→ YOUR TASK
Please count the lines in the entries below that contain the string "arched", and reply with only that number.

+ + + + + + +

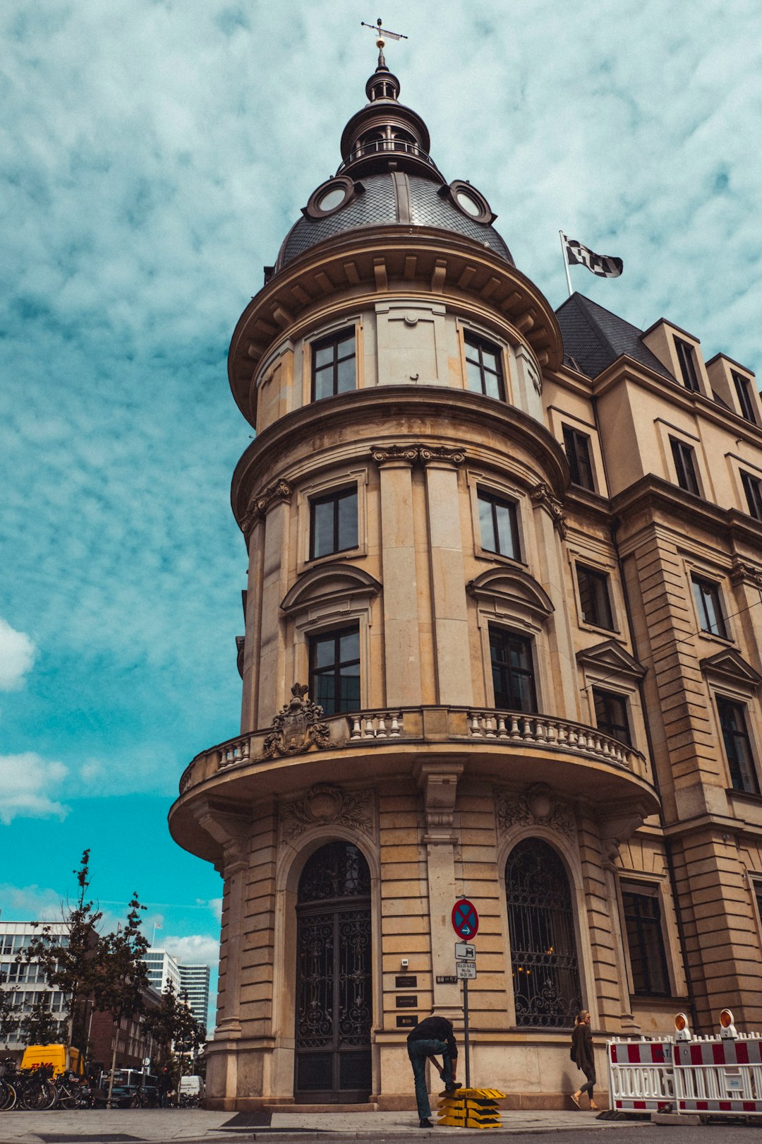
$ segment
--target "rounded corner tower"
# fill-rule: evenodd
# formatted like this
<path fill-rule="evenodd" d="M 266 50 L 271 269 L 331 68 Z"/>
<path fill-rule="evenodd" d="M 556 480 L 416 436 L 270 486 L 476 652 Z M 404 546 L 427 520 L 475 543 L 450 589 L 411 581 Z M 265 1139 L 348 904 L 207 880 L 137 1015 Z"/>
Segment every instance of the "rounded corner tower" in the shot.
<path fill-rule="evenodd" d="M 256 430 L 232 487 L 241 729 L 170 812 L 225 880 L 208 1103 L 412 1107 L 409 1026 L 462 1027 L 465 895 L 483 917 L 474 1068 L 511 1089 L 537 1050 L 553 1106 L 575 1007 L 620 1027 L 577 823 L 600 845 L 658 803 L 569 666 L 553 310 L 486 197 L 439 172 L 383 54 L 366 90 L 230 348 Z M 515 930 L 538 871 L 544 953 Z M 518 976 L 531 958 L 544 1001 Z"/>

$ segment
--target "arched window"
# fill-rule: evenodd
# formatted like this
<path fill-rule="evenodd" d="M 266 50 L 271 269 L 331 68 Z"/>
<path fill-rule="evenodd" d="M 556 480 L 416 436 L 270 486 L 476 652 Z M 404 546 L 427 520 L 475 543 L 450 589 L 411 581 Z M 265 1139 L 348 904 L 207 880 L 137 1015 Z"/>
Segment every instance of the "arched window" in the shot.
<path fill-rule="evenodd" d="M 570 1028 L 581 1007 L 569 880 L 556 851 L 526 839 L 505 867 L 516 1025 Z"/>
<path fill-rule="evenodd" d="M 362 1102 L 371 1088 L 370 871 L 350 842 L 310 858 L 297 893 L 297 1101 Z"/>

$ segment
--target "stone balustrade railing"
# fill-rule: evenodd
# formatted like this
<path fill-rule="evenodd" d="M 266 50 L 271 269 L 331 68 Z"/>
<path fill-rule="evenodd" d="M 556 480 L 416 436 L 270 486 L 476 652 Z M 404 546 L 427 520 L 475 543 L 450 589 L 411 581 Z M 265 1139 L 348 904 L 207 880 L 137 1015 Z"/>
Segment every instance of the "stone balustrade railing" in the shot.
<path fill-rule="evenodd" d="M 358 712 L 347 720 L 350 739 L 399 739 L 404 734 L 403 712 Z"/>
<path fill-rule="evenodd" d="M 508 739 L 536 747 L 569 750 L 575 754 L 595 755 L 607 763 L 633 770 L 633 756 L 642 760 L 619 739 L 602 734 L 596 728 L 548 715 L 523 715 L 516 712 L 472 710 L 468 712 L 468 730 L 472 739 Z"/>
<path fill-rule="evenodd" d="M 272 744 L 270 728 L 230 739 L 196 755 L 183 773 L 181 793 L 211 778 L 218 771 L 247 763 L 264 763 L 267 758 L 278 756 L 298 757 L 307 753 L 312 756 L 315 749 L 342 750 L 360 742 L 363 748 L 401 740 L 426 742 L 430 728 L 434 724 L 434 737 L 440 741 L 443 738 L 450 742 L 483 742 L 484 746 L 499 744 L 504 749 L 515 746 L 522 750 L 545 749 L 584 755 L 631 771 L 640 778 L 649 778 L 648 762 L 641 752 L 581 723 L 552 715 L 524 715 L 521 712 L 407 707 L 403 710 L 377 708 L 329 715 L 320 724 L 323 728 L 320 741 L 313 744 L 305 738 L 304 748 L 299 749 L 279 749 L 272 745 L 268 747 L 267 744 Z"/>

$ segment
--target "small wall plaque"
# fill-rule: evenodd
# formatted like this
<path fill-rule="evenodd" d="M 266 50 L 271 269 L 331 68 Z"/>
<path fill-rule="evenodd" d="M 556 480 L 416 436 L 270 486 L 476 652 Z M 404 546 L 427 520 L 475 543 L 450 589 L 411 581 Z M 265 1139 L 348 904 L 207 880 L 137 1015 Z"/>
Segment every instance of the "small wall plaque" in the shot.
<path fill-rule="evenodd" d="M 417 977 L 395 977 L 394 978 L 395 990 L 416 990 L 418 988 Z"/>

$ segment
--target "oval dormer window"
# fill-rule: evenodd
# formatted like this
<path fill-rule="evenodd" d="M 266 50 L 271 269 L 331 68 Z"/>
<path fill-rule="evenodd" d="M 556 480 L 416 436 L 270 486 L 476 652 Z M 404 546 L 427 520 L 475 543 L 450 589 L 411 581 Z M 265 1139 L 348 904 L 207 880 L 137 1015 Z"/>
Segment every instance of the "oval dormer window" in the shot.
<path fill-rule="evenodd" d="M 450 201 L 458 210 L 468 215 L 474 222 L 494 222 L 497 219 L 484 196 L 471 183 L 456 178 L 446 190 L 443 189 L 443 193 L 446 197 L 449 194 Z"/>
<path fill-rule="evenodd" d="M 312 192 L 310 201 L 302 209 L 302 214 L 310 219 L 323 219 L 326 215 L 334 214 L 335 210 L 340 210 L 361 190 L 360 183 L 353 182 L 346 175 L 337 175 L 335 178 L 321 183 L 318 190 Z"/>

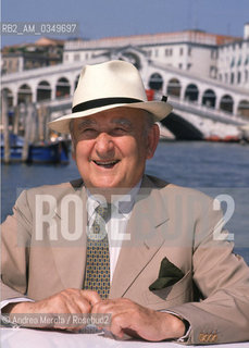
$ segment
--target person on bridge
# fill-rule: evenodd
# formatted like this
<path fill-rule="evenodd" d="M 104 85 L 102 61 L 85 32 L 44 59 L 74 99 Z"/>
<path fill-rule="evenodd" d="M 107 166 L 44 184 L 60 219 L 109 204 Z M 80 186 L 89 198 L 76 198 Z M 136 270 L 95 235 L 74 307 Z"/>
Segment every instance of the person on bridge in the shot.
<path fill-rule="evenodd" d="M 147 101 L 128 62 L 83 69 L 72 113 L 49 125 L 71 133 L 80 178 L 16 200 L 2 225 L 2 312 L 110 313 L 112 334 L 150 341 L 249 339 L 249 269 L 216 202 L 145 174 L 171 111 Z"/>

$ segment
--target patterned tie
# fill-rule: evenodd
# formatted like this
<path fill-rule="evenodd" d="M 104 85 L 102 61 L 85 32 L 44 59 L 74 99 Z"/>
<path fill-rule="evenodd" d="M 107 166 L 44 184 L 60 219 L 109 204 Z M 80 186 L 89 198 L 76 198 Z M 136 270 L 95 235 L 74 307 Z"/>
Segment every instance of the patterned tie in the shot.
<path fill-rule="evenodd" d="M 111 215 L 111 204 L 98 206 L 96 217 L 87 236 L 85 289 L 97 291 L 102 299 L 110 291 L 110 256 L 105 222 Z"/>

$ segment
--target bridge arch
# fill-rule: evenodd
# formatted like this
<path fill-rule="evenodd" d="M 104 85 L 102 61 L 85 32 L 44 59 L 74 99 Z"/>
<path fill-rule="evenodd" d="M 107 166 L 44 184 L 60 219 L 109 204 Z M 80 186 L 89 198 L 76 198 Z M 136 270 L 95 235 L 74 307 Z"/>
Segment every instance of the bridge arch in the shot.
<path fill-rule="evenodd" d="M 20 104 L 22 102 L 24 102 L 24 103 L 32 102 L 32 97 L 33 97 L 33 92 L 32 92 L 32 88 L 29 85 L 23 84 L 22 86 L 18 87 L 17 104 Z"/>
<path fill-rule="evenodd" d="M 206 89 L 202 95 L 202 105 L 207 105 L 209 108 L 215 108 L 216 95 L 213 89 Z"/>
<path fill-rule="evenodd" d="M 184 99 L 189 101 L 197 101 L 198 96 L 199 96 L 199 89 L 197 85 L 195 84 L 187 85 Z"/>
<path fill-rule="evenodd" d="M 171 78 L 167 83 L 167 87 L 166 87 L 166 94 L 169 96 L 174 96 L 179 98 L 180 97 L 180 82 L 178 80 L 178 78 Z"/>
<path fill-rule="evenodd" d="M 57 82 L 55 86 L 55 97 L 63 98 L 69 97 L 71 91 L 71 85 L 66 77 L 61 77 Z"/>
<path fill-rule="evenodd" d="M 149 87 L 154 90 L 162 89 L 163 86 L 163 78 L 162 75 L 159 73 L 153 73 L 149 78 Z"/>
<path fill-rule="evenodd" d="M 36 100 L 41 101 L 41 100 L 51 100 L 51 86 L 47 80 L 41 80 L 36 90 Z"/>
<path fill-rule="evenodd" d="M 234 99 L 229 95 L 224 95 L 220 101 L 220 110 L 233 113 Z"/>
<path fill-rule="evenodd" d="M 238 114 L 249 119 L 249 100 L 240 100 L 238 103 Z"/>

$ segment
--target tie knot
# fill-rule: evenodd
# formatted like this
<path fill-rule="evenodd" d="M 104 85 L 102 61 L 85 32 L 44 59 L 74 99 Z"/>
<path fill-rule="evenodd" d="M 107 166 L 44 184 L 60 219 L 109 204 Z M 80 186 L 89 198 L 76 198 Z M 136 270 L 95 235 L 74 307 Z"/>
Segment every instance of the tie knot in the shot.
<path fill-rule="evenodd" d="M 107 206 L 98 206 L 96 208 L 96 213 L 101 216 L 105 222 L 110 219 L 111 216 L 111 204 L 108 203 Z"/>

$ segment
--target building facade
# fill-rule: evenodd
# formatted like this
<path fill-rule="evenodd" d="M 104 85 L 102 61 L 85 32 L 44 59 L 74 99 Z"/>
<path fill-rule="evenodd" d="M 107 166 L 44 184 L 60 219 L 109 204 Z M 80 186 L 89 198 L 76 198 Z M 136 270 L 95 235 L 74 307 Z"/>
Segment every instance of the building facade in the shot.
<path fill-rule="evenodd" d="M 87 63 L 98 55 L 115 57 L 121 48 L 136 47 L 148 59 L 194 75 L 249 88 L 249 24 L 242 38 L 201 30 L 71 40 L 64 45 L 65 64 Z M 119 58 L 119 57 L 117 57 Z M 129 57 L 132 58 L 132 57 Z M 136 57 L 135 65 L 139 69 Z"/>

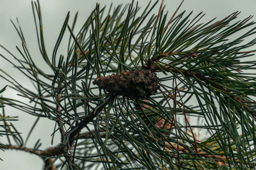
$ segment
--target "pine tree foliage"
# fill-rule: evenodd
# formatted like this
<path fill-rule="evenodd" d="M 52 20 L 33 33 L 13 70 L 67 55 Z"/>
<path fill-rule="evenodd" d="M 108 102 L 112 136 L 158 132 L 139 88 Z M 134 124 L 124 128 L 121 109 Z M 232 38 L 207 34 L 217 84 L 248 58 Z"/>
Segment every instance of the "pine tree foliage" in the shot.
<path fill-rule="evenodd" d="M 19 64 L 1 56 L 36 90 L 1 70 L 1 78 L 30 104 L 5 93 L 0 103 L 54 121 L 53 138 L 57 133 L 61 137 L 46 150 L 39 142 L 24 147 L 29 139 L 13 124 L 15 130 L 9 130 L 5 113 L 0 133 L 9 143 L 2 149 L 34 154 L 46 169 L 255 169 L 256 81 L 251 73 L 256 61 L 255 50 L 247 49 L 256 39 L 245 41 L 256 33 L 251 16 L 237 20 L 237 12 L 203 23 L 202 13 L 192 17 L 179 13 L 179 7 L 167 18 L 163 1 L 149 3 L 139 15 L 134 2 L 109 11 L 97 4 L 79 32 L 77 14 L 71 24 L 67 14 L 50 56 L 39 2 L 32 6 L 39 52 L 48 67 L 34 61 L 14 23 L 22 42 L 16 47 L 20 56 L 1 47 Z M 69 41 L 62 42 L 67 35 Z M 68 49 L 58 56 L 61 42 Z"/>

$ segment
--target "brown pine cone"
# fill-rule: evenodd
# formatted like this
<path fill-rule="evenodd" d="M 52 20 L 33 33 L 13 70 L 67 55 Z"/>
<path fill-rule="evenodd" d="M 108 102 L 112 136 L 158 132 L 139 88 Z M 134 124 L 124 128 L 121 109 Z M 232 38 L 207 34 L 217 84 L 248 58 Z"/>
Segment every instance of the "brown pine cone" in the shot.
<path fill-rule="evenodd" d="M 133 70 L 97 78 L 93 82 L 100 88 L 131 99 L 148 99 L 159 86 L 155 73 L 147 69 Z"/>

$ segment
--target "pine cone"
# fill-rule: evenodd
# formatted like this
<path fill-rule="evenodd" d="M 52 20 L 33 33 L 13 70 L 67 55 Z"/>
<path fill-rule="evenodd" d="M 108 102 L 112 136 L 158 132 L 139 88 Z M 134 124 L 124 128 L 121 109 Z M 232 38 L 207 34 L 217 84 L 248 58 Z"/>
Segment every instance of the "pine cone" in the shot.
<path fill-rule="evenodd" d="M 155 73 L 147 69 L 133 70 L 97 78 L 93 82 L 100 88 L 131 99 L 148 99 L 159 86 Z"/>

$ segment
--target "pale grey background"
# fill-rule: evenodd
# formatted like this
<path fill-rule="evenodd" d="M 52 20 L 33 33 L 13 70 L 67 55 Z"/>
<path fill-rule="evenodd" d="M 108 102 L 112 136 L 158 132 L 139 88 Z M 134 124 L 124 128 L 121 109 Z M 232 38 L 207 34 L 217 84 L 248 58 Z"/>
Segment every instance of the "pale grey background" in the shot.
<path fill-rule="evenodd" d="M 67 12 L 69 11 L 71 11 L 69 24 L 71 24 L 70 23 L 72 23 L 76 12 L 77 11 L 79 11 L 76 26 L 76 31 L 77 31 L 88 18 L 92 10 L 95 7 L 97 2 L 99 2 L 100 6 L 102 7 L 105 5 L 109 7 L 112 2 L 113 2 L 114 6 L 117 6 L 122 3 L 130 2 L 131 1 L 44 0 L 40 1 L 43 19 L 44 41 L 46 49 L 49 52 L 48 52 L 49 56 L 51 56 L 53 50 Z M 139 6 L 146 6 L 148 2 L 148 1 L 140 1 Z M 152 1 L 152 2 L 154 2 L 155 1 Z M 166 5 L 165 10 L 166 11 L 169 11 L 169 16 L 172 15 L 180 2 L 181 1 L 177 0 L 165 1 L 164 4 Z M 154 11 L 155 14 L 158 12 L 160 4 L 160 2 L 159 1 L 158 7 Z M 250 15 L 255 15 L 256 14 L 255 7 L 256 2 L 253 0 L 185 0 L 179 11 L 185 10 L 187 14 L 188 14 L 190 11 L 193 11 L 193 16 L 194 16 L 203 11 L 206 15 L 201 19 L 201 22 L 205 22 L 214 18 L 217 18 L 218 20 L 222 19 L 237 11 L 241 11 L 238 20 L 242 20 Z M 19 19 L 32 56 L 35 58 L 37 57 L 36 56 L 40 56 L 37 45 L 35 24 L 32 12 L 30 0 L 0 0 L 0 44 L 7 48 L 16 56 L 20 56 L 19 55 L 15 46 L 17 45 L 21 48 L 21 42 L 10 21 L 10 19 L 12 19 L 16 22 L 16 17 Z M 253 18 L 252 20 L 255 21 L 256 18 Z M 62 44 L 61 45 L 62 46 L 59 50 L 59 53 L 65 55 L 66 44 Z M 254 46 L 252 49 L 255 49 L 255 47 Z M 11 58 L 10 55 L 4 52 L 1 48 L 0 53 Z M 66 56 L 64 56 L 64 57 Z M 37 58 L 37 60 L 40 62 L 41 59 Z M 23 84 L 27 84 L 26 86 L 30 87 L 29 82 L 27 82 L 27 80 L 24 79 L 24 78 L 17 75 L 18 72 L 13 69 L 13 67 L 2 58 L 0 58 L 0 68 L 7 71 L 18 81 L 22 82 L 24 83 Z M 0 78 L 1 89 L 7 83 Z M 16 97 L 16 92 L 11 91 L 10 88 L 5 92 L 3 95 L 5 96 L 11 95 L 13 97 L 19 98 Z M 10 116 L 19 117 L 20 121 L 15 122 L 15 125 L 23 133 L 25 138 L 28 133 L 27 131 L 30 129 L 35 120 L 35 117 L 9 107 L 6 107 L 6 113 Z M 53 126 L 53 123 L 49 122 L 46 119 L 41 119 L 37 128 L 32 133 L 32 138 L 27 146 L 33 146 L 38 139 L 40 138 L 43 143 L 41 149 L 51 147 L 51 137 L 50 135 L 52 133 Z M 55 138 L 54 144 L 57 144 L 57 142 L 59 141 L 59 137 L 56 136 Z M 1 141 L 3 141 L 2 138 L 3 137 L 0 137 Z M 42 169 L 43 165 L 42 160 L 38 156 L 23 151 L 6 151 L 4 152 L 0 151 L 0 158 L 3 159 L 3 162 L 0 161 L 0 169 Z"/>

+ + + + + + +

→ OUTPUT FOR THIS EXERCISE
2